Page extract >>
Not so fast. Certainly, there is little point expounding further on the myriad ways in which Gambaro’s remarks were wrong-headed. So plain is the error, and so pervasive the retorts that further substantive analysis is now redundant. But this doesn’t mean we should simply press on as though nothing has happened. Something has happened. Something that keeps happening. Something telling about the Coalition’s approach to the politics of culture.

You’ll remember that patch from around 2005 when Coalition MPs, then in government, seemed to be competing with each other to demonstrate belligerence on the issue of migration and integration. Mostly (and predictably given world events) this was directed towards Muslims. Bronwyn Bishop demanded that we ban headscarves in schools because they made women subservient, then when confronted with the fact that many headscarved women felt perfectly free, said they were like Nazis who felt free in Nazi Germany. Brendan Nelson told Muslims who didn’t know the story of Simpson and his donkey to ”clear off”. More recently Cory Bernardi declared that ”Islam itself is the problem”, describing it as ”an ideology that is mired in 6th-century brutality”.

But this invective is not confined to Muslims. Recall Kevin Andrews’ pledge to cut the immigration intake from Africa in 2007 because Africans fail to integrate. And this in response to the murder of a young Sudanese refugee by young white men; an impressive victim-blaming manoeuvre.

Such outbursts may not be Coalition policy, but they express a certain political logic that Coalition policy does express, just in more moderated tones. The individual who goes too far (like Gambaro) is transgressing only in degree, not in essence.

A day before Gambaro opined about stench, opposition immigration spokesman Scott Morrison attacked the government’s multiculturalism policies as mere ”symbolism”. This is a familiar Coalition theme. It is the reason John Howard gave for refusing to apologise to the stolen generations. In its own narrative, the Coalition doesn’t do gestures. It does commonsense, practical things. None of that ”mushy, misguided multiculturalism” Peter Costello so abhorred.

Dataset extract >>
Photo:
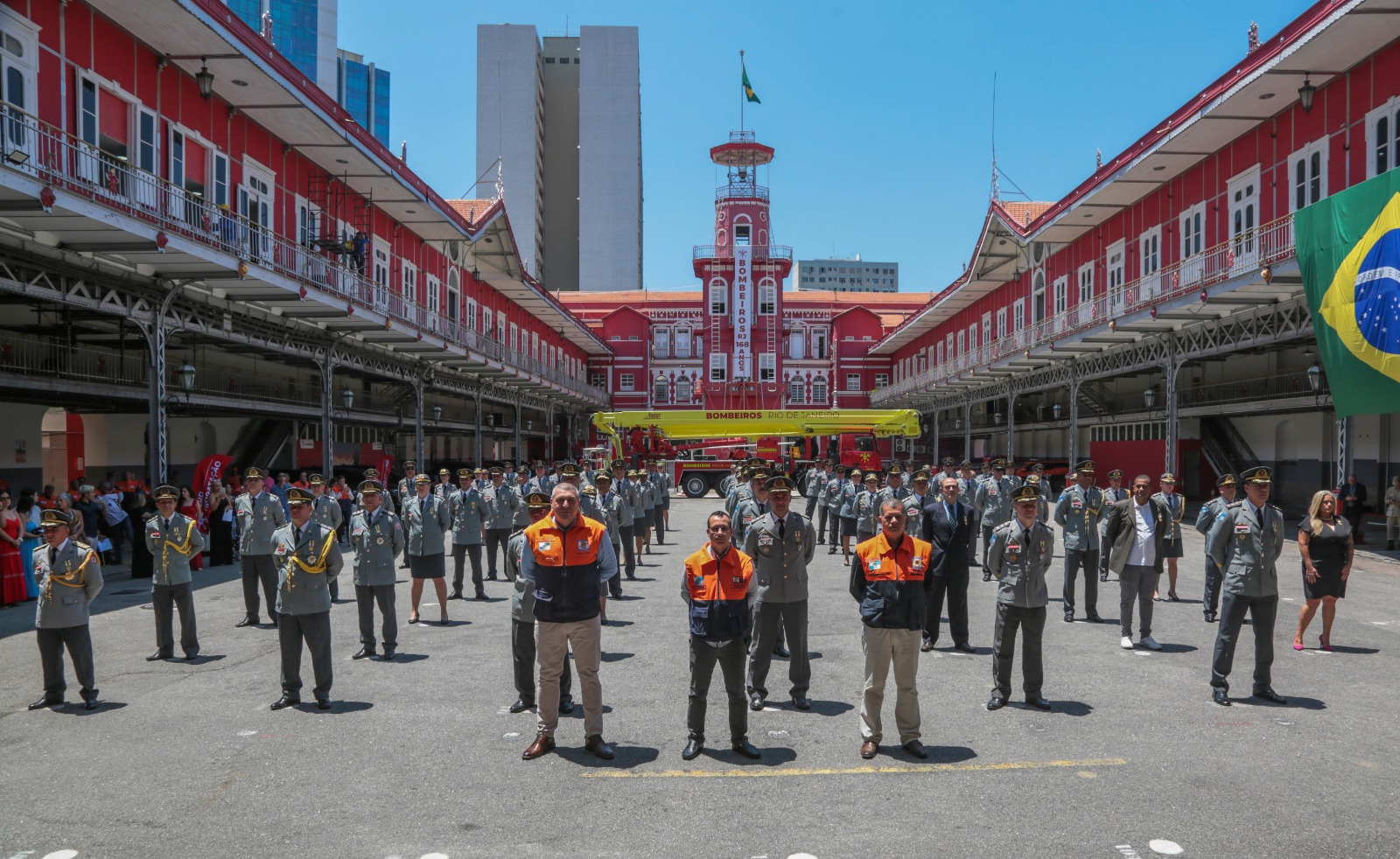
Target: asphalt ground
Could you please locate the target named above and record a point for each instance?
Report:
(422, 758)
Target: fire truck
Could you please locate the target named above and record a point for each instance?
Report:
(702, 445)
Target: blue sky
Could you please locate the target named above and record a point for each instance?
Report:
(881, 112)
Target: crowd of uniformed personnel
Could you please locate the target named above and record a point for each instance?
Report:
(570, 537)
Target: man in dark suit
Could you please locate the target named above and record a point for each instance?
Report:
(948, 529)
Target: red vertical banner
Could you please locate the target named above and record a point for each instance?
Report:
(209, 471)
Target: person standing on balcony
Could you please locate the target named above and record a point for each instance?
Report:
(259, 515)
(1353, 495)
(1172, 543)
(1078, 513)
(993, 499)
(1210, 511)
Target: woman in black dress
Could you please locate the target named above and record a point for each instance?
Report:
(1325, 543)
(220, 527)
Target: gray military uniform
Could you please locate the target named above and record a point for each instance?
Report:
(258, 520)
(1019, 558)
(1078, 513)
(779, 593)
(304, 572)
(172, 548)
(377, 543)
(67, 586)
(1246, 551)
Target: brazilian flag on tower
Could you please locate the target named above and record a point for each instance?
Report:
(748, 88)
(1348, 248)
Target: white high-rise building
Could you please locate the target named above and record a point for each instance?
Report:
(564, 115)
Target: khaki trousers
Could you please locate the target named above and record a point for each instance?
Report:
(552, 642)
(882, 648)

Requirements >> Can you extend the commentary on the Coalition's approach to migration and multiculturalism, starting right after its final sentence about Peter Costello?

Exercise response >>
Just tell migrants how to act, what to value and what to spray on their armpits; it’s direct action for wogs.

But there’s a deceit here. Far from being baldly practical, the Coalition’s cultural politics are every bit as symbolic as Labor’s. To see this, we need only recall the citizenship test initiative of 2006. The headline message was clear: tougher citizenship requirements to make sure only the worthy get admitted. But the practical effects of the policy were far less hairy-chested. The test was hardly taxing, and for most categories of migrant, the changes meant they could become citizens sooner – after four years’ residence rather than five.

Meanwhile, government literature banged on with slogans such as ”Australian citizenship is a privilege, not a right” and sample questions emerged evoking Bradman and Phar Lap. This was naked iconography. And the government was sure to announce the policy several times: first in the form of a discussion paper, then as a confirmed policy position, then as a budget item deserving of its own specific press release.

This was clearly something the Howard government wanted to talk about. Much as it liked to talk about the importance of migrants learning English while it was cheerfully slashing funding for English-language tuition. Clearly, the rhetoric demanding integration mattered more than the resources that might encourage it.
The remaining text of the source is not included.